— Start Supplied material —
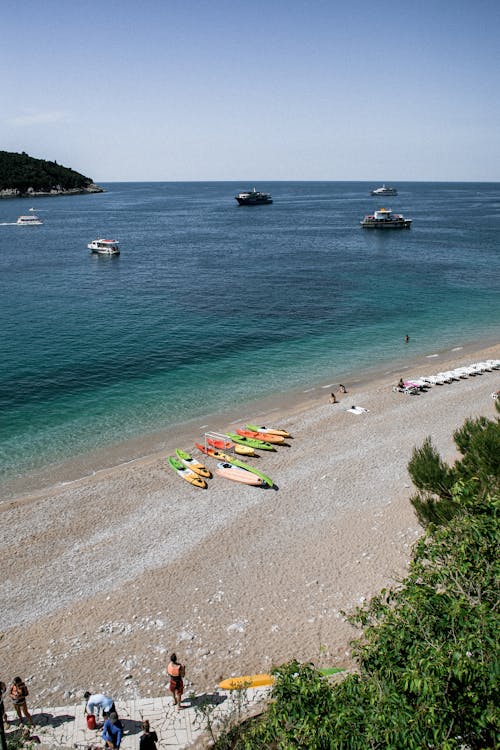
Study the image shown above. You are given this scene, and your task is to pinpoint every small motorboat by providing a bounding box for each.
[87,239,120,255]
[16,208,43,227]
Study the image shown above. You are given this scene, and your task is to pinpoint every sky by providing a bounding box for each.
[0,0,500,183]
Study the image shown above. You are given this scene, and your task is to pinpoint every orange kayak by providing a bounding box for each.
[236,430,285,445]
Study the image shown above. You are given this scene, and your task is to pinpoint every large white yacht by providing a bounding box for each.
[87,240,120,255]
[361,208,412,229]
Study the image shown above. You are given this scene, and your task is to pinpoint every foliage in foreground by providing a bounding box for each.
[221,414,500,750]
[408,402,500,528]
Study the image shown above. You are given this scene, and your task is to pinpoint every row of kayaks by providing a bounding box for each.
[167,425,291,489]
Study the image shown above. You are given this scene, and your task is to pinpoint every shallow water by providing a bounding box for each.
[0,182,500,488]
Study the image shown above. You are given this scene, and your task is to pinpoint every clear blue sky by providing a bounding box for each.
[0,0,500,182]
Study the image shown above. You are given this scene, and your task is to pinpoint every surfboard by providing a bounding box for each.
[245,424,292,437]
[168,456,207,489]
[215,461,264,487]
[219,674,275,690]
[175,448,212,479]
[195,443,274,487]
[236,429,285,445]
[205,437,255,456]
[227,432,276,451]
[219,667,344,690]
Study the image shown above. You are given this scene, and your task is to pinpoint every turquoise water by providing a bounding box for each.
[0,182,500,488]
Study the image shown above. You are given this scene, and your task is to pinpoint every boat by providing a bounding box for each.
[235,188,273,206]
[168,456,207,489]
[16,208,43,227]
[175,448,212,479]
[245,424,292,437]
[215,461,264,487]
[195,443,274,487]
[371,185,398,197]
[361,208,412,229]
[228,432,276,451]
[236,429,285,445]
[205,437,255,456]
[87,239,120,255]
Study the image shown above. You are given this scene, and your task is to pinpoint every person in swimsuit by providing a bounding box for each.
[167,654,186,711]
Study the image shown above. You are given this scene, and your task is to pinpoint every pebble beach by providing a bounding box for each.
[0,344,500,709]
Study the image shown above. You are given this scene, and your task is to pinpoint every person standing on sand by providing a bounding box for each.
[83,691,116,718]
[167,654,186,711]
[10,677,33,727]
[139,719,158,750]
[0,680,9,727]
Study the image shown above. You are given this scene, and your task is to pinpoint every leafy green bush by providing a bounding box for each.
[222,420,500,750]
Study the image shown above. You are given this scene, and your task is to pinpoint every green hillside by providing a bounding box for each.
[0,151,102,195]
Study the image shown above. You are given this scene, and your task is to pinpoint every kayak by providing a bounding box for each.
[227,432,276,451]
[175,448,212,479]
[219,667,344,690]
[236,430,285,444]
[205,437,255,456]
[245,424,292,437]
[196,443,274,487]
[215,461,264,487]
[168,456,207,489]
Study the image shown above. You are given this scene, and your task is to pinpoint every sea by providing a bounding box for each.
[0,180,500,499]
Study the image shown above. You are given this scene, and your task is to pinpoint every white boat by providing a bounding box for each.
[361,208,412,229]
[235,188,273,206]
[87,239,120,255]
[372,185,398,196]
[16,208,43,227]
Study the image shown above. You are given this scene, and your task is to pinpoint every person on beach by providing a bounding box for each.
[0,680,9,727]
[167,654,186,711]
[139,719,158,750]
[83,691,116,718]
[102,711,123,750]
[10,677,33,727]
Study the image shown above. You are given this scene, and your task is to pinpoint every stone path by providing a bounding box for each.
[2,688,268,750]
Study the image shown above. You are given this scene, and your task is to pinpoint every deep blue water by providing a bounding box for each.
[0,182,500,488]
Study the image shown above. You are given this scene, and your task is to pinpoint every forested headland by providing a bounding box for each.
[0,151,103,198]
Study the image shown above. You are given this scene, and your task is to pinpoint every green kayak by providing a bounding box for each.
[227,432,276,451]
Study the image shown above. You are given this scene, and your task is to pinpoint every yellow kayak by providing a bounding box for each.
[219,667,344,690]
[168,456,207,489]
[219,674,275,690]
[175,448,212,479]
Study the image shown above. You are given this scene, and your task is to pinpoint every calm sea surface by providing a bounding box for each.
[0,182,500,494]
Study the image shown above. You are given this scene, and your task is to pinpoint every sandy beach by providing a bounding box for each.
[0,345,500,709]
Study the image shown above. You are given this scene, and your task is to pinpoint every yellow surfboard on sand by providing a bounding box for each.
[219,674,275,690]
[219,667,344,690]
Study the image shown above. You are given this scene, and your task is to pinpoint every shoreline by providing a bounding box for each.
[0,343,500,707]
[0,340,496,510]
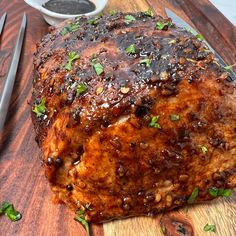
— End Supplied material —
▸ **Problem**
How many of the lines above contain the string "yellow"? Case matters, and reply with the number alone.

▸ **Output for this exercise**
2